> [Written task]
Convert all of the entries below into a two-column CSV with the headers "entry_text" and "answer". Each entry gets one row, with its text and its answer each in a single quoted field and line breaks replaced by spaces.

> [Data extract]
========

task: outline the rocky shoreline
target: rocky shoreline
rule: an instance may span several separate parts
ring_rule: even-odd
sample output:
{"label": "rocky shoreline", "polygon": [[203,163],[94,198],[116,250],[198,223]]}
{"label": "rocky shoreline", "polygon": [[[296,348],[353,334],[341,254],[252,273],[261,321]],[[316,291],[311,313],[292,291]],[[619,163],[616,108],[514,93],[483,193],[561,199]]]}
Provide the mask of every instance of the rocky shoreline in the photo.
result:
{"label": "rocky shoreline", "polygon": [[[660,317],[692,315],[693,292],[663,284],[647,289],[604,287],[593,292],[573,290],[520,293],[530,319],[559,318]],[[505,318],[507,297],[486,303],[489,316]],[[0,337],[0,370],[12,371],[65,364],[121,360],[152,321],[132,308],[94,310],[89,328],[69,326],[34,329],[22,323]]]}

========

> [Final result]
entry_text,answer
"task: outline the rocky shoreline target: rocky shoreline rule: an instance may span several separate parts ring_rule: even-odd sample output: {""label"": ""rocky shoreline"", ""polygon"": [[203,163],[94,198],[116,250],[198,223]]} {""label"": ""rocky shoreline"", ""polygon"": [[[296,348],[353,334],[341,254],[252,273],[261,321]],[[316,291],[311,313],[292,291]],[[619,163],[616,108],[514,93],[483,193],[561,199]]]} Provide the mask of every instance of the rocky shoreline in the photo. result:","{""label"": ""rocky shoreline"", ""polygon"": [[[660,317],[692,315],[693,292],[663,284],[647,289],[604,287],[593,292],[573,290],[520,293],[530,319],[559,318]],[[505,318],[507,297],[486,303],[489,316]],[[0,337],[0,370],[12,371],[65,364],[121,360],[152,321],[132,308],[94,310],[89,328],[69,326],[34,329],[22,323]]]}"